• **DATASET ENTRIES**:
┄┄┄┄┄┄
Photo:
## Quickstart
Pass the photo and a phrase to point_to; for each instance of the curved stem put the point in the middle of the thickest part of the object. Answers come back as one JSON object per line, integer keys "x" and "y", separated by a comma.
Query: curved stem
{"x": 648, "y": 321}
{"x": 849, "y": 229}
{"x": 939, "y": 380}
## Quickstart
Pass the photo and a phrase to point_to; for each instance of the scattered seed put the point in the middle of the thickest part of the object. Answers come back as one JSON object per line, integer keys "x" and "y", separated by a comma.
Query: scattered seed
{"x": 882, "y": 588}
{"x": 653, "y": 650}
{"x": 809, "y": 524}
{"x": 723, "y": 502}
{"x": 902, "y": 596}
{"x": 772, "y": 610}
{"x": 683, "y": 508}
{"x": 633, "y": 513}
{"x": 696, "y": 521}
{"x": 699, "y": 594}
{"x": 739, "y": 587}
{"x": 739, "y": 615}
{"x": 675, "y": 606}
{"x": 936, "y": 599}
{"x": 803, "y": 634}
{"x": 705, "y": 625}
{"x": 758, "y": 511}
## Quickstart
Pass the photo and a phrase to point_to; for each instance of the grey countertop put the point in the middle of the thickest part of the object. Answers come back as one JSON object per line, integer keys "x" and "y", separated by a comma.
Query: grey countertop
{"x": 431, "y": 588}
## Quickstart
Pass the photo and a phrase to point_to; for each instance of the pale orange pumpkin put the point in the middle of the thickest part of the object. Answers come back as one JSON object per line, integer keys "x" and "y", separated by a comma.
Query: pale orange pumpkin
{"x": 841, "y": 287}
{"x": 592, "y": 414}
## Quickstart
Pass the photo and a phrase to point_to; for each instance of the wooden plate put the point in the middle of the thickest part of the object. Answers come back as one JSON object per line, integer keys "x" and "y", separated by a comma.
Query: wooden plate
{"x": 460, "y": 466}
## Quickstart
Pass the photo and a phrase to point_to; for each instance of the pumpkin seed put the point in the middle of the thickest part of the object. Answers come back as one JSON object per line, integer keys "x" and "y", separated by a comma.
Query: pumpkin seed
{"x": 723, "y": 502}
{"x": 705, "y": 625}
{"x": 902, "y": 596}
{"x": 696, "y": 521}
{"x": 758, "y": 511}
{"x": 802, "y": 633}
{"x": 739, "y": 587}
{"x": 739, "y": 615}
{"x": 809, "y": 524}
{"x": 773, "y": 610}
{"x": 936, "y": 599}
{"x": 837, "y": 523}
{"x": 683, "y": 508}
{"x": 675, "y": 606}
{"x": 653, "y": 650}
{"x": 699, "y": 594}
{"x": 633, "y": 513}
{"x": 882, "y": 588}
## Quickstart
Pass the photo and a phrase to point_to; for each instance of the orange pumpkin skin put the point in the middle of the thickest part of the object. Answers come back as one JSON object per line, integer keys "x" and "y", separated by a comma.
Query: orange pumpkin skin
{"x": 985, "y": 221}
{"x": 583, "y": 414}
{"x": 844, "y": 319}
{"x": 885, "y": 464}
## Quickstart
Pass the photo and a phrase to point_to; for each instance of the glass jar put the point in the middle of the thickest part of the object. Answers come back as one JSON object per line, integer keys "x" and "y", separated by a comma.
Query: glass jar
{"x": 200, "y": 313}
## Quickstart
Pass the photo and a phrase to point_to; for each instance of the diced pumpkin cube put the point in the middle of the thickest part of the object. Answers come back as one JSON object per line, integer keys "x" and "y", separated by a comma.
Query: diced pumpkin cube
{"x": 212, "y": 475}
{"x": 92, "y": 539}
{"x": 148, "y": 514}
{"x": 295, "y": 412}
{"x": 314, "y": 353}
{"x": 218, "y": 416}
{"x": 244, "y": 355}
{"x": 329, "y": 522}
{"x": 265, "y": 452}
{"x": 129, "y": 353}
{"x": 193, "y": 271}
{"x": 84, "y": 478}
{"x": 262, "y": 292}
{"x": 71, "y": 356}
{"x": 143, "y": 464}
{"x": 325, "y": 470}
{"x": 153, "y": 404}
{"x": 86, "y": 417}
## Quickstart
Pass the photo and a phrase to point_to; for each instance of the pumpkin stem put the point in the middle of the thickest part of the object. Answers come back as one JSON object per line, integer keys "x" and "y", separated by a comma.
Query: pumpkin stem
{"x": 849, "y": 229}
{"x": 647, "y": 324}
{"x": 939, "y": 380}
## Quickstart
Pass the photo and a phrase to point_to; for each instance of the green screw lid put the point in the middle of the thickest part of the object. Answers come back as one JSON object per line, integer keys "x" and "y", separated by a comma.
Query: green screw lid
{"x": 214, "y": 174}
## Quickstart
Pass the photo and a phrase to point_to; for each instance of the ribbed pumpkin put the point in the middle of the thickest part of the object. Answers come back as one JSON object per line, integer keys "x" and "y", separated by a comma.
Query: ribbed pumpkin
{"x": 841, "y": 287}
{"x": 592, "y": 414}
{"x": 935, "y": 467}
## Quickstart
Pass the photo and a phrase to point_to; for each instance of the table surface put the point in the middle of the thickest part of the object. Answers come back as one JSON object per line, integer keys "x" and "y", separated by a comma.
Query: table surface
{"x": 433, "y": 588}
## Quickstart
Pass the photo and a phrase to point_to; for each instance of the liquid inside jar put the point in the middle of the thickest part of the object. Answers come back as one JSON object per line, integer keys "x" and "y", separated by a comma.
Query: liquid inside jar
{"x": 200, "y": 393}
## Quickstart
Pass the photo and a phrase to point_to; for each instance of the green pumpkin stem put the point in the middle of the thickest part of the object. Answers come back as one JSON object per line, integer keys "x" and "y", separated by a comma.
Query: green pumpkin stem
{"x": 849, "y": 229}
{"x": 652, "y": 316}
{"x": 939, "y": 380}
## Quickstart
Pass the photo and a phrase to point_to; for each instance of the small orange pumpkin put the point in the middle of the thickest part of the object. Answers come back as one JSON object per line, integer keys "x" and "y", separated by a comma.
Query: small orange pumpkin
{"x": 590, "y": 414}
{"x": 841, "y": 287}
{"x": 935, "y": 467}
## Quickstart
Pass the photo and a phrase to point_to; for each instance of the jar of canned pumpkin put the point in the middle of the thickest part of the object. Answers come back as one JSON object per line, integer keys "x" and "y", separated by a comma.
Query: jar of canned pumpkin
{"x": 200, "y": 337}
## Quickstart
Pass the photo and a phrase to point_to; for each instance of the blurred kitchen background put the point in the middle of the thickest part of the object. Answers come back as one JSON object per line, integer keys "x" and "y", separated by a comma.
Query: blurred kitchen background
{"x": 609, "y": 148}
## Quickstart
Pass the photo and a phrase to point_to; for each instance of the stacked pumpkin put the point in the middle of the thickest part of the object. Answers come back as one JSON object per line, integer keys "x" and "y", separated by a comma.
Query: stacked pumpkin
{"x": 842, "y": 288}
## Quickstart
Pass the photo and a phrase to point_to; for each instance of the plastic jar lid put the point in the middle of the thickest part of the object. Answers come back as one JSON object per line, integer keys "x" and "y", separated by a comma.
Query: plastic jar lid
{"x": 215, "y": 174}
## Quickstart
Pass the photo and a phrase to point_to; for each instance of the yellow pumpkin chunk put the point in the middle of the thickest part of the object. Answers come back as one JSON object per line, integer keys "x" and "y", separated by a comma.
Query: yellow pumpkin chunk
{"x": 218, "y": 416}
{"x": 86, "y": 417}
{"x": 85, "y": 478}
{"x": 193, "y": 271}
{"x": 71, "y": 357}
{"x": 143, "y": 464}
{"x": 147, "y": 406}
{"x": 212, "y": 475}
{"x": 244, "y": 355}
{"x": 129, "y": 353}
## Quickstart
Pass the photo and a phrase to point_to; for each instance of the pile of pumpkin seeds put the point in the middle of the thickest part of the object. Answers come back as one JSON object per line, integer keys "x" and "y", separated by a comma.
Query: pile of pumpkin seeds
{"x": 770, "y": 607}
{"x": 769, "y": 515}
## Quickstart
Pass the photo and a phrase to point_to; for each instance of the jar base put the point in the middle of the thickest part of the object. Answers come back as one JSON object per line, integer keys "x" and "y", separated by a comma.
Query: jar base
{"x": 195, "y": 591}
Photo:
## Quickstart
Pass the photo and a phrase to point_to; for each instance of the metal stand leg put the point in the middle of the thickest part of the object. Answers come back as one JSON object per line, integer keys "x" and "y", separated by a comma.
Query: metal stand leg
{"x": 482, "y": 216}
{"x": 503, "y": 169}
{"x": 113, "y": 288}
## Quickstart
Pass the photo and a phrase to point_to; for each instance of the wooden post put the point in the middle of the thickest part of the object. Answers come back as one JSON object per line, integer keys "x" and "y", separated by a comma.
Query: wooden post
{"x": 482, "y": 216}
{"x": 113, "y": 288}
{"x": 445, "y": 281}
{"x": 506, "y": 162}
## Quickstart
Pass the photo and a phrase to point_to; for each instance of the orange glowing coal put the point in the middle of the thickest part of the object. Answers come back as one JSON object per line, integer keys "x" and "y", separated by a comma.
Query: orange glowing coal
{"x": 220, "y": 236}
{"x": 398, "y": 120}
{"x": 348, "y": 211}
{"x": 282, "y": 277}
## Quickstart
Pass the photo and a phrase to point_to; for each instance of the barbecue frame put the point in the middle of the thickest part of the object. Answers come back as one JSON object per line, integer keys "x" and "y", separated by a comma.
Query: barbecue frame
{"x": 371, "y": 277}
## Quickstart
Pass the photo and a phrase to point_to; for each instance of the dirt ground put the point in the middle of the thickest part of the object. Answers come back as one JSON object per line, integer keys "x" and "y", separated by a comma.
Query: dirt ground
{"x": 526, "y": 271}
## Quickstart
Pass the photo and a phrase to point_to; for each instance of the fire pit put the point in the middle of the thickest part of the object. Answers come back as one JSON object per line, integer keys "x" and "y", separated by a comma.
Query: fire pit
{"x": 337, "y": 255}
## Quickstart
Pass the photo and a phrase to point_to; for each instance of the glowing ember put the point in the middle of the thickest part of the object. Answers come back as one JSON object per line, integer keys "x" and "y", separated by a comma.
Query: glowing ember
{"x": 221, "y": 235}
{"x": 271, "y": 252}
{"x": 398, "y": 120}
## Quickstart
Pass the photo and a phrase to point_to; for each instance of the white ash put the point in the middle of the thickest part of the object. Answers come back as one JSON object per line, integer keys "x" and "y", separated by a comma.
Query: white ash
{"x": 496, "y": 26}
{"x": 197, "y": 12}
┄┄┄┄┄┄
• **TASK INSTRUCTIONS**: Identify every line of the records above that contains the word "frame" and copy each such line in full.

• **EXERCISE OUTPUT**:
Pass the photo and a phrase to point_to; for each instance of the barbecue frame put the point in the middle of the thickest part of the object. Answers come back as one JSON object per line, integer keys "x" and "y", separated by a comma.
Query: barbecue frame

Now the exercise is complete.